====== DATA SHOWN

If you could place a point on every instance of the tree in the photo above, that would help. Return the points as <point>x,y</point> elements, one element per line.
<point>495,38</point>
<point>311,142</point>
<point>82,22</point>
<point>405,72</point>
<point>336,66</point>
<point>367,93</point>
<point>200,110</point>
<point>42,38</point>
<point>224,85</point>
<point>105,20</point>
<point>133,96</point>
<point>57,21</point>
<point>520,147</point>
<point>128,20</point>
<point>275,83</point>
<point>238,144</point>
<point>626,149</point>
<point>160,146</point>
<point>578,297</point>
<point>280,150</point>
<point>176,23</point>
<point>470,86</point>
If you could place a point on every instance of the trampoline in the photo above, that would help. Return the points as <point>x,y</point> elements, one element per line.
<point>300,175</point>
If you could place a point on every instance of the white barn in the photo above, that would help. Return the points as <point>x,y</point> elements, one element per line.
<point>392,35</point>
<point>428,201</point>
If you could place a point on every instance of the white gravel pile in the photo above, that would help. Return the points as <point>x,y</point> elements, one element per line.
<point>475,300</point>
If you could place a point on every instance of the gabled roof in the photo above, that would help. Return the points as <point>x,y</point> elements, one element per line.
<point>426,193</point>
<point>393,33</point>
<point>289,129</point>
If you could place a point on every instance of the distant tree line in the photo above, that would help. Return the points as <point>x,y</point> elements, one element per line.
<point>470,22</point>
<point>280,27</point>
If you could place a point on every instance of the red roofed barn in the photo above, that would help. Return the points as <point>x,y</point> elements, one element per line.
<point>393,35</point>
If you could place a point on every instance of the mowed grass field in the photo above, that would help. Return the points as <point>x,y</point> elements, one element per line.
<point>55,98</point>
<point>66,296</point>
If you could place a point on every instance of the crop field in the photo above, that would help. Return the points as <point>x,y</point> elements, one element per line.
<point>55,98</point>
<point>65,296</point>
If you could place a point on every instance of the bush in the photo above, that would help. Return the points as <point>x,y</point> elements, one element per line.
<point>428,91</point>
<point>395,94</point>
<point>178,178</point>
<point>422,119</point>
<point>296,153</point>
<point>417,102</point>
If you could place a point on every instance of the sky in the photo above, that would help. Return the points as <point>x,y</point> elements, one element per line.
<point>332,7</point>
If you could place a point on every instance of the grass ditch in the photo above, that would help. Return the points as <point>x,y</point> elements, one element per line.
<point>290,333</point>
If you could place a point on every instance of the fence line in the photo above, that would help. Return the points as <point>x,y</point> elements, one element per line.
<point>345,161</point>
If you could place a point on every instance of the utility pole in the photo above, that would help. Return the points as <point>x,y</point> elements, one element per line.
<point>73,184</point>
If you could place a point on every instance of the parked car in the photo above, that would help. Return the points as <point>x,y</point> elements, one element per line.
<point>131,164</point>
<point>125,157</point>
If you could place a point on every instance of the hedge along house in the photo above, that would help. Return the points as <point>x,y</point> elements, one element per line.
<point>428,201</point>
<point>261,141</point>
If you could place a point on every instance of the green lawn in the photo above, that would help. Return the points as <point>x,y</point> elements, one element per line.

============

• **WORK TO DO**:
Rewrite all the records above, replacing "instance" with "occurrence" wherever it appears and leaving everything else unchanged.

• **EXPECTED OUTPUT**:
If you could place a point on every occurrence of the tree in the photo above, that would help. Return the points as <point>x,y</point> elements, one element per line.
<point>495,38</point>
<point>311,142</point>
<point>82,22</point>
<point>405,72</point>
<point>336,66</point>
<point>367,93</point>
<point>200,110</point>
<point>42,38</point>
<point>224,85</point>
<point>105,20</point>
<point>133,96</point>
<point>57,21</point>
<point>520,147</point>
<point>128,20</point>
<point>275,83</point>
<point>238,144</point>
<point>626,149</point>
<point>160,146</point>
<point>578,297</point>
<point>280,150</point>
<point>176,23</point>
<point>470,86</point>
If you could place a point on every occurrence of the trampoline in the photo above, that would help. Return the points as <point>x,y</point> elements, one element per line.
<point>300,175</point>
If you could place a point on every occurrence of the white barn in the photo above, that would help. Return the points as <point>x,y</point> elements, one element per line.
<point>392,35</point>
<point>428,201</point>
If you could place a point on every occurrence of the white gravel pile in the photo above, that would help. Return the points as <point>x,y</point> elements, one element per line.
<point>475,300</point>
If you could place a point on every occurrence of the gabled roof in the photo above, that would help. Return the points as <point>x,y</point> elements, one element per line.
<point>426,193</point>
<point>393,33</point>
<point>289,129</point>
If you could place a point on every occurrence of the distant tree line in the photo above, that would help. Return the points as <point>x,y</point> elements, one element per line.
<point>470,22</point>
<point>280,27</point>
If you could place a point on every occurrence of the red roofed barn in the photo above, that would help. Return the points as <point>x,y</point> elements, one element per line.
<point>393,35</point>
If you could place a point on every occurrence of the mowed grass field in the photo above, that would help. Return the points as <point>x,y</point> elements, one element per line.
<point>55,98</point>
<point>66,296</point>
If you could place a point on every occurrence of the crop field in the photo above, that would help. Return the points as <point>x,y</point> elements, one element per line.
<point>55,98</point>
<point>65,296</point>
If you could place a point on every occurrence of the bush in the photo above, that would help. Return the points as <point>x,y</point> elements, one element per line.
<point>428,91</point>
<point>395,94</point>
<point>178,178</point>
<point>422,119</point>
<point>296,153</point>
<point>417,102</point>
If you could place a point on every occurrence of the sky in the photo above, that would help. Return the points as <point>x,y</point> elements, one element per line.
<point>332,7</point>
If you could place a point on every occurrence of the grass ditch in the photo above, that would help. Return the points as <point>x,y</point> elements, one element per line.
<point>290,333</point>
If you could place a point on every occurrence of the fence line in the photo above, that would help. Return the points as <point>x,y</point> elements, one element per line.
<point>345,161</point>
If you could place a point on every occurrence of the utility pole in the photo above, that would help. Return the points as <point>x,y</point> elements, one element per line.
<point>73,184</point>
If you could place a point on every occurrence of the parked car in the photo above, that would help. Return the points as <point>x,y</point> elements, one element per line.
<point>131,164</point>
<point>125,157</point>
If you could place a point on every occurrence of the hedge along house in the photo above, that would help. Return the points as <point>x,y</point> elements, one element per line.
<point>428,201</point>
<point>261,141</point>
If you could place a point on every occurrence of the green lawn in the photo above, that would help. Return the points as <point>x,y</point> elements, one element per line.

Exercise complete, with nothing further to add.